> _WHAT THE TASK ASKS_
Starting at the line that contains "# test: identify the round" and ending at the end of the records, write out every line again, requests included, adding -42 to each x and y coordinate in the answers.
*****
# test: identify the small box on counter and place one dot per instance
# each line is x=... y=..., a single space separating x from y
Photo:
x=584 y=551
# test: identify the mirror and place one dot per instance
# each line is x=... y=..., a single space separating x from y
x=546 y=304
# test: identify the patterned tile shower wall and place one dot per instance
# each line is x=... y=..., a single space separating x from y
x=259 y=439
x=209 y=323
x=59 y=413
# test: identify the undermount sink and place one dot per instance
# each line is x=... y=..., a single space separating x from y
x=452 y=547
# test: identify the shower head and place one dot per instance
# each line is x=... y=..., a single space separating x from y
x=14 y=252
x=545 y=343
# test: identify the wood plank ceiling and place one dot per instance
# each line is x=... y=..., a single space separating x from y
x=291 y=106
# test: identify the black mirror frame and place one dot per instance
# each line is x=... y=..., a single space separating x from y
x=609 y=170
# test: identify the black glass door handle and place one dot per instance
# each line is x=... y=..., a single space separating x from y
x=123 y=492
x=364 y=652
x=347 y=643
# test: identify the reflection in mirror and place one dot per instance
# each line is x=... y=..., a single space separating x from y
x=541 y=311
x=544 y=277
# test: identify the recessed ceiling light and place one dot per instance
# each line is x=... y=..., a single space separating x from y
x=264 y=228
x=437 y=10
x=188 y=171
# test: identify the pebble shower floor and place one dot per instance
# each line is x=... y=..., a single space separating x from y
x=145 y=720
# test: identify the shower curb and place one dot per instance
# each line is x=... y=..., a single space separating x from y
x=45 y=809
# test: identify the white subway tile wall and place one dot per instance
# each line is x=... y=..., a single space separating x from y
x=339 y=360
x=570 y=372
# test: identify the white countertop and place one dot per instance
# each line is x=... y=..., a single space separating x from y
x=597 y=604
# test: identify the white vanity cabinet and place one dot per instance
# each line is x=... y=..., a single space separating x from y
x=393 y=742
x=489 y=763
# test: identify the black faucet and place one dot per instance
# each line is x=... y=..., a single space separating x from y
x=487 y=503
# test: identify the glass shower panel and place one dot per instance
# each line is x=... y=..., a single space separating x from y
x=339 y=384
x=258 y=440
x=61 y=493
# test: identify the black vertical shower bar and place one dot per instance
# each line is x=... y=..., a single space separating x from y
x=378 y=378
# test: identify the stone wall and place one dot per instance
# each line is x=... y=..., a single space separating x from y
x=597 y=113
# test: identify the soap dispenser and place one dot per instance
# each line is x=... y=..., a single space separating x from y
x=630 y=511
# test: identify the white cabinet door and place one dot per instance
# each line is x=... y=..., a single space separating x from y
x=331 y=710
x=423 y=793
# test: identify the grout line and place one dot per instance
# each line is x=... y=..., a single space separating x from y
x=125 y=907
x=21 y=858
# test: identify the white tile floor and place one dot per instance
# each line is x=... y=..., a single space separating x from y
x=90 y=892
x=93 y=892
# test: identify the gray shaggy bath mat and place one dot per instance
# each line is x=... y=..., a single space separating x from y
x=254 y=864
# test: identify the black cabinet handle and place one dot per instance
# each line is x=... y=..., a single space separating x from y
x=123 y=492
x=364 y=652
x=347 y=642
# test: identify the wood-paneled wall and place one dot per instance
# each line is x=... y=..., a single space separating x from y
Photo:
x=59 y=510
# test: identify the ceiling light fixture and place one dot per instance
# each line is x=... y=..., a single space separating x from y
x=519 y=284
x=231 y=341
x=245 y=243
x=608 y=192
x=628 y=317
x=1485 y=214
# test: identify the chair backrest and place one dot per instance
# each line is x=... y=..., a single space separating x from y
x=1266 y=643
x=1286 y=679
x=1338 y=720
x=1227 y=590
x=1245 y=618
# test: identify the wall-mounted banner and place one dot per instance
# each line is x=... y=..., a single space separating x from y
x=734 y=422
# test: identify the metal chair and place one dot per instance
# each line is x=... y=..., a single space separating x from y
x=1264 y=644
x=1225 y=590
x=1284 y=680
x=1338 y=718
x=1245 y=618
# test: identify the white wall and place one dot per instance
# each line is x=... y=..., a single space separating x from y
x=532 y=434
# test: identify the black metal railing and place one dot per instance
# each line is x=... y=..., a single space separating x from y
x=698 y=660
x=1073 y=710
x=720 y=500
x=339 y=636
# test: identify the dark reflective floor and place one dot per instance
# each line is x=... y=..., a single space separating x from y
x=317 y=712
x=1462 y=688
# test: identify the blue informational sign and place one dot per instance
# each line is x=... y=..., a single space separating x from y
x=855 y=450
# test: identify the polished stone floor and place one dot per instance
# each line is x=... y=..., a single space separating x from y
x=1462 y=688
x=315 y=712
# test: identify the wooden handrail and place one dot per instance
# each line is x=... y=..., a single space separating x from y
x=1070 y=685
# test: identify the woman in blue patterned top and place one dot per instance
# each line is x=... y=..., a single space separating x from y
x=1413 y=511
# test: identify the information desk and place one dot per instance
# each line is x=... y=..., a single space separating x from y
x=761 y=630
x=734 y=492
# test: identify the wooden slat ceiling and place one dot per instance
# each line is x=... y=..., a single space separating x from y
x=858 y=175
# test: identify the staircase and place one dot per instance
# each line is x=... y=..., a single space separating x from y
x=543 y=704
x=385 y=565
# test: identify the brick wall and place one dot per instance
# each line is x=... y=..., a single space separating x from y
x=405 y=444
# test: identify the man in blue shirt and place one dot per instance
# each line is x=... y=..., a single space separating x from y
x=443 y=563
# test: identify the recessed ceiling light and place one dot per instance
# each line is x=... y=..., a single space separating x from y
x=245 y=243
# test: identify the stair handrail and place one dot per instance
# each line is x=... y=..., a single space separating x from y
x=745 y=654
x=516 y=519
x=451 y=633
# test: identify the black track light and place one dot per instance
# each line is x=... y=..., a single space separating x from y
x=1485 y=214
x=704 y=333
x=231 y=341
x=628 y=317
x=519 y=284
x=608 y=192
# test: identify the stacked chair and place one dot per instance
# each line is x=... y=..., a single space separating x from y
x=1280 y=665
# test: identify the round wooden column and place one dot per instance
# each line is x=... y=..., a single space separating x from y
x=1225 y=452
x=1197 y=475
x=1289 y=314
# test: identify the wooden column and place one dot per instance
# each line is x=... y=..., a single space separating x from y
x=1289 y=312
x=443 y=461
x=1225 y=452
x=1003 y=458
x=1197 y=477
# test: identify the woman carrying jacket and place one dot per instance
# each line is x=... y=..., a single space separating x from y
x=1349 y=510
*****
> _ANSWER TO THE PROBLEM_
# test: identify the round wooden column and place one dot per instance
# each line is x=... y=..., a single space separating x from y
x=1183 y=410
x=1155 y=433
x=1247 y=272
# test: identify the wooden column and place one dot per instance
# each line is x=... y=..., a single space separating x from y
x=1247 y=270
x=401 y=419
x=1183 y=410
x=961 y=416
x=1155 y=435
# test: identify the woman carrying jacket and place one dot per instance
# each line is x=... y=..., a single space separating x from y
x=1307 y=468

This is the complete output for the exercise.